__Information given__
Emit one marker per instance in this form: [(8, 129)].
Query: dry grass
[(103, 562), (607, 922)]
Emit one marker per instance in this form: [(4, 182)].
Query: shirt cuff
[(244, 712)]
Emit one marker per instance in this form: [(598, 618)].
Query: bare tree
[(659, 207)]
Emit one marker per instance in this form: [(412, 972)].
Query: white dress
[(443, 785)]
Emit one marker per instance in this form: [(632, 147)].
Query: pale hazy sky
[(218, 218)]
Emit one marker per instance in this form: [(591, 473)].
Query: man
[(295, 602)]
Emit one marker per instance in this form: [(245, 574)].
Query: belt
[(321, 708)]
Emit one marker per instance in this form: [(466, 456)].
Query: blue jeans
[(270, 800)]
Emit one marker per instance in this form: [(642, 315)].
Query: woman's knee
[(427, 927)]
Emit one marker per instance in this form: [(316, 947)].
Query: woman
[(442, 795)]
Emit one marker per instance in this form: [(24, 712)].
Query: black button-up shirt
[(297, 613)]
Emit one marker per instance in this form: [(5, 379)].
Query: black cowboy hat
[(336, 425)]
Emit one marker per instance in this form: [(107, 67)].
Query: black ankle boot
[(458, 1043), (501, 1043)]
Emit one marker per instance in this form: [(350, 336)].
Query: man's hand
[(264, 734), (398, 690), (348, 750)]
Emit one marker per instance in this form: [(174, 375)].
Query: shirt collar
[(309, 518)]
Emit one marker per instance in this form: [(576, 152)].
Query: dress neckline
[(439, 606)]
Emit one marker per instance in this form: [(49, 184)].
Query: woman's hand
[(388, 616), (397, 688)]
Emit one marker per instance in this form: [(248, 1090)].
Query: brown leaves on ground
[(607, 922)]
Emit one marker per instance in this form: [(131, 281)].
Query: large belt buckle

__Task goal__
Starting with the first line of the entries and going on through the line that contains "[(321, 708)]", write those lines out again with "bare tree" renamed to "leafless tree". Leave everything else unchanged.

__Reply to the task__
Emit one marker per instance in this form: [(8, 129)].
Query: dry grass
[(103, 562), (607, 922)]
Emit one marker per instance in this form: [(4, 182)].
Query: shirt cuff
[(244, 712)]
Emit one marker per instance in this form: [(598, 618)].
Query: leafless tree
[(659, 207)]
Emit one marker per instance in this form: [(412, 972)].
Query: white dress
[(443, 785)]
Emit one marker per instance in this form: [(632, 147)].
Query: pale hazy sky
[(218, 218)]
Emit one marker per instance in this form: [(591, 473)].
Query: man
[(295, 602)]
Emit one marker per instance in this form: [(245, 574)].
Query: belt
[(321, 708)]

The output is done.